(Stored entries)

===

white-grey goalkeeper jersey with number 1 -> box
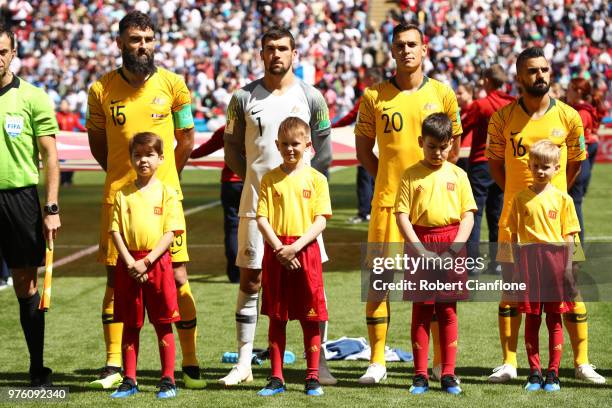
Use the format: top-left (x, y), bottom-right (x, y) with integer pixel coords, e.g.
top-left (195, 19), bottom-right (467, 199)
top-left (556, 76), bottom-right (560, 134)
top-left (223, 78), bottom-right (331, 217)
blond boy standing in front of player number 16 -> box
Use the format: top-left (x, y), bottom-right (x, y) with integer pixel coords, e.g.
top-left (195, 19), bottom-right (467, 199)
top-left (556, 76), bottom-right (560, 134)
top-left (508, 140), bottom-right (580, 392)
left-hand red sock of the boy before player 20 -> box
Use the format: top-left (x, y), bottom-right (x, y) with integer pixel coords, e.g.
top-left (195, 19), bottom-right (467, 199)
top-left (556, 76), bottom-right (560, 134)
top-left (410, 302), bottom-right (442, 378)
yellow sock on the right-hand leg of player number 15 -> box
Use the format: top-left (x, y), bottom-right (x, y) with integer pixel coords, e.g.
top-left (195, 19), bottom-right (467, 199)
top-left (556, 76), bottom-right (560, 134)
top-left (176, 282), bottom-right (199, 367)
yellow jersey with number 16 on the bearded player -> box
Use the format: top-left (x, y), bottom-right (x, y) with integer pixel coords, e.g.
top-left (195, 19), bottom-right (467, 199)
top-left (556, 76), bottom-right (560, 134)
top-left (486, 99), bottom-right (586, 198)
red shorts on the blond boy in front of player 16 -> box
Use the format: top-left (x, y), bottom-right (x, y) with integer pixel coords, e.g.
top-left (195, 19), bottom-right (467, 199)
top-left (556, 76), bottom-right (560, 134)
top-left (515, 244), bottom-right (574, 314)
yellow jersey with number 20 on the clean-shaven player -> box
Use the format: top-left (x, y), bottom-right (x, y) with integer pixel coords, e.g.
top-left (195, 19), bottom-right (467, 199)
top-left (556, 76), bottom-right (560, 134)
top-left (355, 77), bottom-right (463, 207)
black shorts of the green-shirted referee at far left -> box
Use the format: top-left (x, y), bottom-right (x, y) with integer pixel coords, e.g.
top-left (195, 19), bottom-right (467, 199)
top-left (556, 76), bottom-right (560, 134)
top-left (0, 186), bottom-right (45, 268)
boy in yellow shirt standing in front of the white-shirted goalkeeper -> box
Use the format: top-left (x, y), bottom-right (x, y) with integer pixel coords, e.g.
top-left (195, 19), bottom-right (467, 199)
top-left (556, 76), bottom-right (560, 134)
top-left (257, 117), bottom-right (331, 396)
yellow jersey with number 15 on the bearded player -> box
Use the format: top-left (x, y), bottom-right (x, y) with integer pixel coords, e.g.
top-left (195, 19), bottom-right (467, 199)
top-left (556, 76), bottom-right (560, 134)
top-left (87, 68), bottom-right (191, 204)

===

◆ AIM OF THE TASK
Every entry above needs to be duplicated exactly, without its images.

◆ WRITTEN ANSWER
white-grey goalkeeper jersey with number 1 -> box
Use the format: top-left (x, y), bottom-right (x, y) with integer pixel coords, e.g.
top-left (195, 19), bottom-right (467, 199)
top-left (556, 76), bottom-right (560, 134)
top-left (223, 78), bottom-right (331, 217)
blond boy standing in front of player number 16 -> box
Use the format: top-left (x, y), bottom-right (x, y) with integer pixel coords, e.g.
top-left (195, 19), bottom-right (467, 199)
top-left (556, 76), bottom-right (560, 134)
top-left (508, 140), bottom-right (580, 392)
left-hand red sock of the boy before player 20 -> box
Use the format: top-left (x, y), bottom-right (x, y) with integer pixel coords, e.g.
top-left (195, 19), bottom-right (467, 199)
top-left (556, 76), bottom-right (560, 134)
top-left (410, 302), bottom-right (442, 378)
yellow sock on the right-hand leg of player number 15 -> box
Use the format: top-left (x, y), bottom-right (x, y) with integer pixel coords, e.g.
top-left (195, 19), bottom-right (467, 199)
top-left (556, 76), bottom-right (560, 134)
top-left (176, 282), bottom-right (199, 367)
yellow jersey with number 16 on the bearded player -> box
Use the format: top-left (x, y), bottom-right (x, y) with integer pixel coords, e.g.
top-left (195, 19), bottom-right (467, 199)
top-left (556, 76), bottom-right (560, 134)
top-left (486, 99), bottom-right (586, 198)
red shorts on the blond boy in front of player 16 -> box
Use the format: top-left (x, y), bottom-right (x, y) with integer pixel coords, e.g.
top-left (195, 19), bottom-right (467, 199)
top-left (556, 76), bottom-right (560, 134)
top-left (515, 244), bottom-right (574, 314)
yellow jersey with number 20 on the clean-shaven player -> box
Use the format: top-left (x, y), bottom-right (x, y) with integer pixel coords, e.g.
top-left (195, 19), bottom-right (467, 199)
top-left (556, 76), bottom-right (560, 134)
top-left (355, 77), bottom-right (463, 207)
black shorts of the green-shirted referee at far left -> box
Use the format: top-left (x, y), bottom-right (x, y) with integer pixel coords, e.g.
top-left (195, 19), bottom-right (467, 199)
top-left (556, 76), bottom-right (560, 134)
top-left (0, 186), bottom-right (45, 268)
boy in yellow shirt standing in front of the white-shirted goalkeeper -> box
Use the format: top-left (x, y), bottom-right (x, y) with integer pixel coords, e.g.
top-left (195, 19), bottom-right (467, 199)
top-left (556, 76), bottom-right (560, 134)
top-left (257, 117), bottom-right (331, 396)
yellow jersey with number 15 on the bearded player -> box
Use the format: top-left (x, y), bottom-right (x, y) with integer pixel coords, e.g.
top-left (195, 19), bottom-right (467, 199)
top-left (556, 76), bottom-right (560, 134)
top-left (87, 68), bottom-right (191, 204)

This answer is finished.